*EXERCISE MATERIALS*:
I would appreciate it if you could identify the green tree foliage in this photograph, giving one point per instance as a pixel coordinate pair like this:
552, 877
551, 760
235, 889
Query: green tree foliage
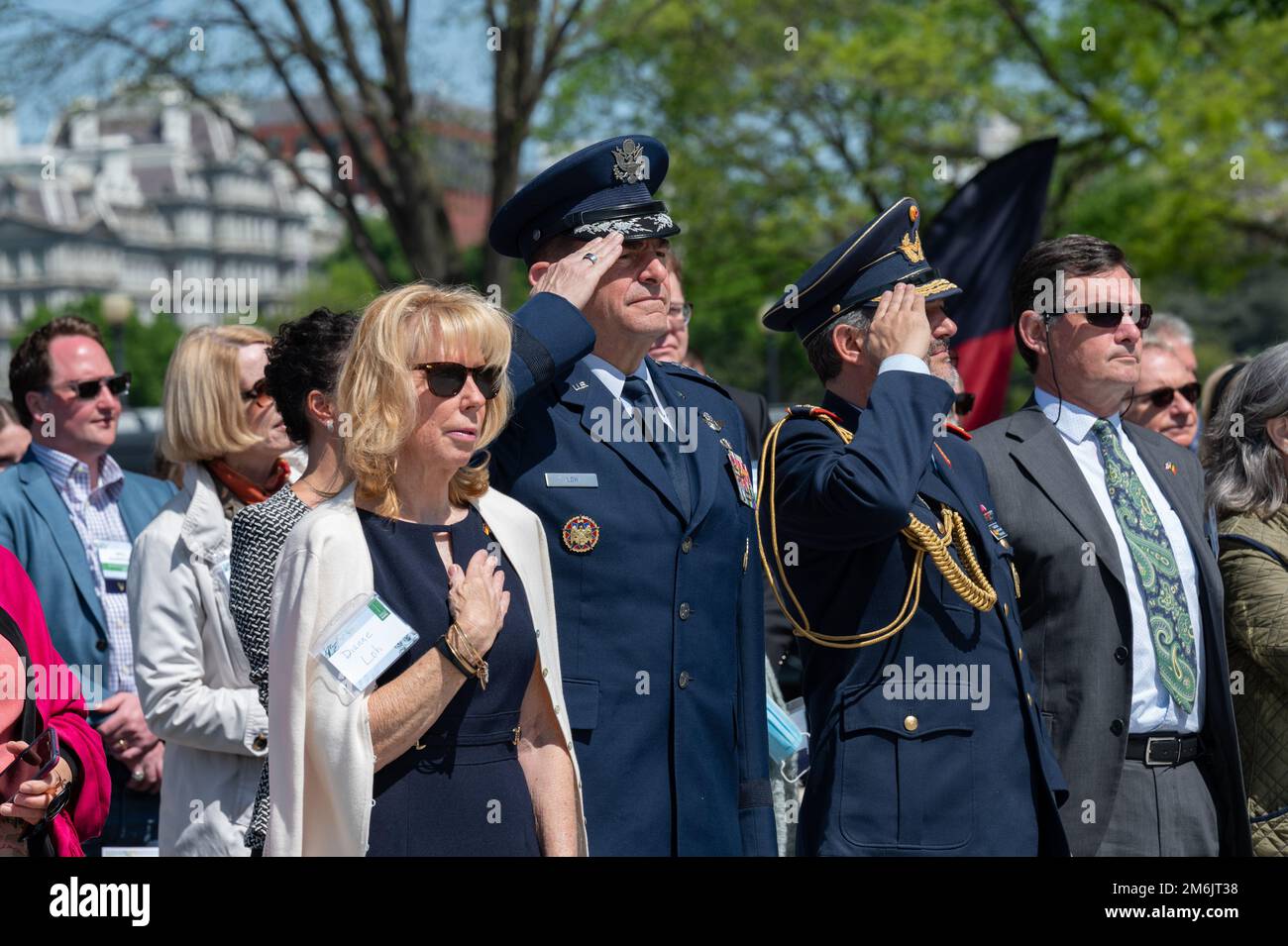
793, 124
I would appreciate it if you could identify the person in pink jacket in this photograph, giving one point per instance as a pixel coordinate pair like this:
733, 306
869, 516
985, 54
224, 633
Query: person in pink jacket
30, 667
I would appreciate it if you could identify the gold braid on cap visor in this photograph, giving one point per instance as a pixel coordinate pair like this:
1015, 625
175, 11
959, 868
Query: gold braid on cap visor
970, 583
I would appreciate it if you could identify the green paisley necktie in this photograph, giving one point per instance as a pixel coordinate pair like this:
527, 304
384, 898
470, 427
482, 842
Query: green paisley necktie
1155, 569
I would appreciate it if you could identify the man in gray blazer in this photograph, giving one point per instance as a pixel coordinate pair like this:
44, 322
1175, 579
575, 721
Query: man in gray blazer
1121, 596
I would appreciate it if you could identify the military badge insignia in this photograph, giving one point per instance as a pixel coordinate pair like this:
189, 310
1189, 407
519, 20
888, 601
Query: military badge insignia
993, 525
629, 162
911, 248
580, 534
742, 478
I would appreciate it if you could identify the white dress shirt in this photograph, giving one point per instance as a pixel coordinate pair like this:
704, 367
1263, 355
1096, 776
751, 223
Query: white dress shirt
614, 379
97, 516
1151, 705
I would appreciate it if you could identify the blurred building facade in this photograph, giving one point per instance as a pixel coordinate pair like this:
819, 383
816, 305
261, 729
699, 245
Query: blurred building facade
127, 192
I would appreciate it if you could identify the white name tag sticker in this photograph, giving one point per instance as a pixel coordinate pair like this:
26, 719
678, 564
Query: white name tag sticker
366, 644
572, 478
114, 562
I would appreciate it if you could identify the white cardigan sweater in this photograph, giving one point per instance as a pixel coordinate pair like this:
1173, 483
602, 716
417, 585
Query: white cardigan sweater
320, 753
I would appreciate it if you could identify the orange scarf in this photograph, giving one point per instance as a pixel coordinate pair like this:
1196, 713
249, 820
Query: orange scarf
244, 489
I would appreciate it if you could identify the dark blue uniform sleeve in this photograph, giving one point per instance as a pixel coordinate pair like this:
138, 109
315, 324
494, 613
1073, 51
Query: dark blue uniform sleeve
755, 799
850, 495
550, 336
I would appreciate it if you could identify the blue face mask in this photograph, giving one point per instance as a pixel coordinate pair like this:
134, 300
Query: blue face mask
785, 736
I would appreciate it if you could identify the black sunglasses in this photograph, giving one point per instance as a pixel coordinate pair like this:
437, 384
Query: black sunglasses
1163, 396
259, 394
447, 378
86, 390
1111, 314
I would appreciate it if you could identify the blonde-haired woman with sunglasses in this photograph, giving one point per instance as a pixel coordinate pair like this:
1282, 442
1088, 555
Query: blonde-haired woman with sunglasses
460, 744
224, 438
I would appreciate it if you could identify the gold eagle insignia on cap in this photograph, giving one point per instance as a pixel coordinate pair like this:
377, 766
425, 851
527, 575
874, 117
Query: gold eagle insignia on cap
629, 162
911, 248
580, 534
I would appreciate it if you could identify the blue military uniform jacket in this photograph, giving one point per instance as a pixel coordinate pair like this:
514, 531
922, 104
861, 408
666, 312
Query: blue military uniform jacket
661, 622
37, 527
906, 764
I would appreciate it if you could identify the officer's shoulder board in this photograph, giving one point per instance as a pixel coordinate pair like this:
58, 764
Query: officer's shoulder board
809, 412
683, 370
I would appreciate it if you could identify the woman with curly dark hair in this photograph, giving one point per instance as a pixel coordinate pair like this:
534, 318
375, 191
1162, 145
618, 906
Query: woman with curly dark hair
303, 365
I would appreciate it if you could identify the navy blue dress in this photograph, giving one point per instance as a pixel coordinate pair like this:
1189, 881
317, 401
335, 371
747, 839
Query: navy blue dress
459, 791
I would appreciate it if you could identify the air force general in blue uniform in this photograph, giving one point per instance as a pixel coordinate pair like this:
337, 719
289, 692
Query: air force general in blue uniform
885, 550
652, 542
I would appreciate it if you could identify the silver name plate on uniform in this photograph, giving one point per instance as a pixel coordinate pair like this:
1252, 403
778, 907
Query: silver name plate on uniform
572, 480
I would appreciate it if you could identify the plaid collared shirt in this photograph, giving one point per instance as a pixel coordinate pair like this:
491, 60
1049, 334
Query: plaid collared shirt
98, 519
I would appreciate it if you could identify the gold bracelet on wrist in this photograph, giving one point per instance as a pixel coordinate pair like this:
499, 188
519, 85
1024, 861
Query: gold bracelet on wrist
476, 663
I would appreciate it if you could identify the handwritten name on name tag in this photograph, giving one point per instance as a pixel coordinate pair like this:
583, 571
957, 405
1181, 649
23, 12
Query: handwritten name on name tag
572, 480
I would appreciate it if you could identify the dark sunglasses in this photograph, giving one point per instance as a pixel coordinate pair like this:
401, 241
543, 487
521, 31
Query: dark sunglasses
259, 394
1163, 396
1109, 315
447, 378
86, 390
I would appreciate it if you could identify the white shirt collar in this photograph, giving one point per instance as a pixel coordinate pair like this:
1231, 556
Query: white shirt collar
1070, 420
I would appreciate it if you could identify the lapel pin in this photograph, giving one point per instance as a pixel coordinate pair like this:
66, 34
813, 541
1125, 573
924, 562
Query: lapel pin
580, 534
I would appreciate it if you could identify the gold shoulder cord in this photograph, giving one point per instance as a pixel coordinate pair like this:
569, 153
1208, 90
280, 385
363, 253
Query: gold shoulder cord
973, 587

*TASK BRIEF*: Only the text of the records above is to be reproduced, exactly as given; the pictures are dropped.

*RESULT FOR THIS TASK*:
I would appreciate it if you could identify the green tree foliage in this photograph, giving one point per instance as a pixel coordinate pair like this:
552, 877
551, 760
235, 889
Query: green tree foliage
793, 124
I would appreciate it if you could identify the person in pink jacket in this photograph, giving one point per instance as a pixel coordinate pair like this:
733, 306
869, 516
985, 54
224, 633
Query: person in pink jacket
30, 667
I would appreciate it if you could identify the gold braid on cap visor in this photograph, giving one point per instance as a pixel coordinate pair like this:
1015, 625
175, 11
959, 868
Query: gold braid on cap visor
970, 583
I would appreciate it if you could identify the green paisley necktie in this photograph, giving one point per instance as a pixel coordinate pair like this:
527, 304
384, 898
470, 427
482, 842
Query: green paisley necktie
1155, 569
I would appreciate it if you could identify the man in gray blazer in this photograph, giving one point per instance as a pixel coordinate pair like this:
44, 322
1175, 579
575, 721
Query: man in gray blazer
1121, 596
I would appreciate it if you could identify the military badge insignia in this photograph, giving one point per instance as a pixel coordinate pair like this:
189, 310
1189, 407
519, 20
888, 601
Query: military badge insignia
993, 525
629, 162
911, 248
580, 534
742, 478
I would appreciate it if you could identify the white dress shirt in this photograph, giving one point per instance as a pixel coordinate pair like this:
704, 367
1263, 355
1096, 776
751, 223
Query: white dress shirt
614, 379
97, 516
1151, 705
I would appreciate it if you could identify the blurred building facade in this photograph, giving one point per instance as a pixel coordinate pair like this:
819, 383
816, 305
261, 729
699, 245
Query: blurred building facade
127, 192
I would appreciate it if you could identify the white name tag sticker in this photograph, giving one point per instance as a pixel coordinate pair like this:
26, 719
678, 564
Query: white name tag sticker
366, 644
572, 478
114, 562
I would appreciate it if you could identify the white cardigan sweater in this photograph, giving one point per instance as a pixel coordinate pair like this:
1173, 483
602, 716
417, 585
Query: white cardigan sweater
320, 753
I would appreciate it if you could identify the orange scarf in this photograph, giving one point per instance as a pixel coordinate pair like this:
1196, 713
249, 820
Query: orange scarf
244, 489
I would appreciate it if you could identify the dark blue uniform sleeve in this photograph, giving one point per instance as a pixel coordinate pair like this:
138, 109
315, 324
494, 613
1073, 51
Query: dark blue uniform sleeve
755, 799
850, 495
550, 336
I would appreciate it if you could identify the blue face mask in this photograph, giving one point per instance as a pixel coordinate pair like this:
134, 300
Query: blue face mask
785, 736
I would appreciate it if you could identify the black sunglasses in this photograph, giving one point per instance as a pixel coordinate pair like this:
437, 384
Query: black sunglasses
1163, 396
259, 394
447, 378
86, 390
1111, 314
I would appreciate it if you could identify the blonde-haired woman with sunglasses in this photograph, giving one point per instance as a pixel coordinate pair like this:
1282, 442
1088, 555
Query: blonde-haired woman with sunglasses
460, 744
224, 438
I would appreciate it if you could identify the gold eagle insignia on cap in this photograph, giving one point per instance as a pixel coordinate pair like this:
377, 766
425, 851
527, 575
874, 117
Query: gold eagle insignia on cap
629, 162
911, 248
580, 534
I would appreciate it if you could identify the blue military uniform jacket in this photograph, giving one point per instance as a pixel coordinate pair like this:
514, 531
922, 104
861, 408
666, 312
Query: blue military uniform jacket
661, 622
37, 527
906, 764
I would appreciate it if you could identify the officer's shoulder board in this photograph, giving one point per instance as a pixel coordinate pair like this:
58, 764
Query: officer's shoulder board
809, 412
683, 370
I would appreciate it if you could identify the woman with curly dark hair in this photograph, giving one point per instance as a pixel coordinate pair like this:
534, 318
375, 191
1162, 145
618, 906
Query: woman with curly dark hair
303, 365
I would appreciate it if you could identify the navy blue dress in this photograph, giving one point per instance as a pixel coordinate pair like this:
1189, 881
317, 401
335, 371
747, 839
Query: navy blue dress
459, 791
I would appreciate it if you could identify the air force general in blue uniform in this photograph, giving one point per instance as a pixel coordinate pair like this:
337, 719
289, 692
Query: air force general in blue uniform
885, 550
652, 542
I would appreciate it if you could identify the silver name plate on uniform in this photograph, giving one point per instance as a pixel coordinate pair like this:
1252, 403
778, 907
Query: silver name plate on uniform
572, 480
I would appreciate it if you could identify the plaid collared shirt in this photograph, giving one point per instance as a pixel coordinate pair like this:
491, 60
1049, 334
Query: plaid collared shirt
98, 519
I would appreciate it if you could identify the gold bracelet on wrist in this photograph, giving one point per instance as a pixel coordinate pair like this:
499, 188
519, 85
1024, 861
Query: gold bracelet on wrist
476, 663
I would appreciate it if you could identify the handwritten name on name tag in this photograph, giving one point per instance as a pixel coordinate pair like this:
583, 571
957, 405
1181, 649
23, 12
Query: handwritten name on name tag
572, 480
I would appreciate it if you could identify the dark sunglasses in this photograph, giving one point per instance as a pixel coordinate pair like this:
401, 241
543, 487
521, 31
Query: dark sunglasses
259, 394
1163, 396
1109, 315
447, 378
86, 390
I would appreciate it if you could identify the white shirt collar in this photograph, giving one point per instance as a pixel coordinate pair like this:
1231, 556
Query: white shirt collar
1070, 420
I would appreciate it if you could identify the lapel pin in this photograph, giving one point per instance as a pixel coordinate pair like this:
66, 34
813, 541
1125, 573
924, 562
Query: lapel pin
580, 534
I would appreciate it if you could identify the gold shoulder cord in this photograph, giving one point per instance as a pixel coordinate pair like this:
569, 153
1208, 90
280, 385
363, 253
Query: gold shoulder cord
973, 587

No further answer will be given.